» To-do item
Please rewrite the post on Avraham's prayer for Sdom, beginning at the words "more on Avraham's" and stopping after "called a milchama?", with "Sdom" changed to "Sodom" throughout.

» Selected excerpt
******
Tuesday, November 10, 2020

more on Avraham's tefilah for Sdom

1) The Torah introduces Avraham's tefilah on behalf of Sdom (18:3) with the words "VaYigash Avraham..."  Rashi comments:

ויגש אברהם – מצינו הגשה למלחמה – ויגש יואב (שמואל ב י׳:י״ג), הגשה לפיוס – ויגש אליו יהודה (בראשית מ״ד:י״ח), והגשה לתפילה – ויגש אליהו הנביא (מלכים א י״ח:ל״ו). לכל אלה ניגש אברהם: לדבר קשות, {לפיוס}, ולתפילה.

B'pashtus the milchama here is the conflict between Avraham and G-d, which sounds a bit strange -- Avraham raised questions, he begged for mercy -- is that called a milchama?

The Sefas Emes (5638) instead explains that the conflict here is an internal conflict -- Avraham had to battle himself.  Avraham considered himself afar v'eifer, completely unworthy of asking anything of G-d.  We do not find anywhere that Avraham davened -- he did not daven for Lot when Lot was taken in war, he did not daven when Sarah was taken by Pharoah and Avimelech, he did not even daven to spare Yitzchak's life when he was told to do the akeidah.  Yet here, Avraham davens.  To do so, Avraham had to overcome his inner reluctance to make requests of G-d, to fight against his feelings of unworthiness.  He had to allow his sense of rachmanus for the people of Sdom to win out.  "Hinei ho'alti l'dabeir el Hashem v'anochi afar v'eifer" is not an introduction to Avraham's prayer -- it is his prayer.  Avraham was saying to G-d that if he, a mere basar v'dam, can allow mercy to win out over his natural reluctance to prayer, then certainly G-d can allow the midas ha'rachamim to win out over the midas ha'din and spare the people of Sdom.

2) Last week I did a post on the significance of "Avraham shav li'mkomo" after his prayers on behalf of Sdom.  I later saw R' Moshe Avigdor Amiel deals with the same question and he uses a yesod we discussed once before to address the point.
******
Data extracted from a collection:
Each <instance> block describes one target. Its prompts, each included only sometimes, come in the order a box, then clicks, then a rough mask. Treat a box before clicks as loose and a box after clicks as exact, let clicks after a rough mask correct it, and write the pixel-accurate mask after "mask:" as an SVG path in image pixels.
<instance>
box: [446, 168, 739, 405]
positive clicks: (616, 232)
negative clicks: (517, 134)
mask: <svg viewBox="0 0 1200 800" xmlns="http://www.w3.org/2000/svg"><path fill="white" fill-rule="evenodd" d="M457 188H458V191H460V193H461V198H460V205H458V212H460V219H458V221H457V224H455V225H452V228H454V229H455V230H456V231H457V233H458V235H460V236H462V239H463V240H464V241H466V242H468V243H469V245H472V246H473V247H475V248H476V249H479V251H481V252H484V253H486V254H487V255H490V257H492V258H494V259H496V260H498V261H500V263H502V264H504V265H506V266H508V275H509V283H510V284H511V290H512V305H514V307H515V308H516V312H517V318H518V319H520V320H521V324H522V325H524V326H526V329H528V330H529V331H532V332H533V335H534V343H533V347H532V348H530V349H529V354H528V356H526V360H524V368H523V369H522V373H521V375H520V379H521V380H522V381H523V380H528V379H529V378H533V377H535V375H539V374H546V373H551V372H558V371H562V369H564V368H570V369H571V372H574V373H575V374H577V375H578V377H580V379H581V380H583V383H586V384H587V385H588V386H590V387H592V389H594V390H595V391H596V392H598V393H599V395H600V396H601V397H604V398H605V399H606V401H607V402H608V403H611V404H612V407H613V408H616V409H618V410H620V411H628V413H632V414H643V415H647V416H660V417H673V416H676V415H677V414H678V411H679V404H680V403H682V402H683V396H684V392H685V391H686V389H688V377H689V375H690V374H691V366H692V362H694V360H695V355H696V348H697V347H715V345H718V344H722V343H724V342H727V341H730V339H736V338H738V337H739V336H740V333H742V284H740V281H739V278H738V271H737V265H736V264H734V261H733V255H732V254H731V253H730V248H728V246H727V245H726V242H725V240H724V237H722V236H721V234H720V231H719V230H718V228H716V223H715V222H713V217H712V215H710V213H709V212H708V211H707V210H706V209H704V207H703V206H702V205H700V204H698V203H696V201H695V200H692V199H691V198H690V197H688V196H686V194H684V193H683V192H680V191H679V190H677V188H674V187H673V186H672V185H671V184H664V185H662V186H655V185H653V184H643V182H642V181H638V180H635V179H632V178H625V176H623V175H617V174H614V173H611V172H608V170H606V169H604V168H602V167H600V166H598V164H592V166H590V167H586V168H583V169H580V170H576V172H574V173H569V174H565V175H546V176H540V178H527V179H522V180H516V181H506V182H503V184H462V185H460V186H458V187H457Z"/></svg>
******
» Your response
more on Avraham's tefilah for Sodom

1) The Torah introduces Avraham's tefilah on behalf of Sodom (18:3) with the words "VaYigash Avraham..."  Rashi comments:

ויגש אברהם – מצינו הגשה למלחמה – ויגש יואב (שמואל ב י׳:י״ג), הגשה לפיוס – ויגש אליו יהודה (בראשית מ״ד:י״ח), והגשה לתפילה – ויגש אליהו הנביא (מלכים א י״ח:ל״ו). לכל אלה ניגש אברהם: לדבר קשות, {לפיוס}, ולתפילה.

B'pashtus the milchama here is the conflict between Avraham and G-d, which sounds a bit strange -- Avraham raised questions, he begged for mercy -- is that called a milchama?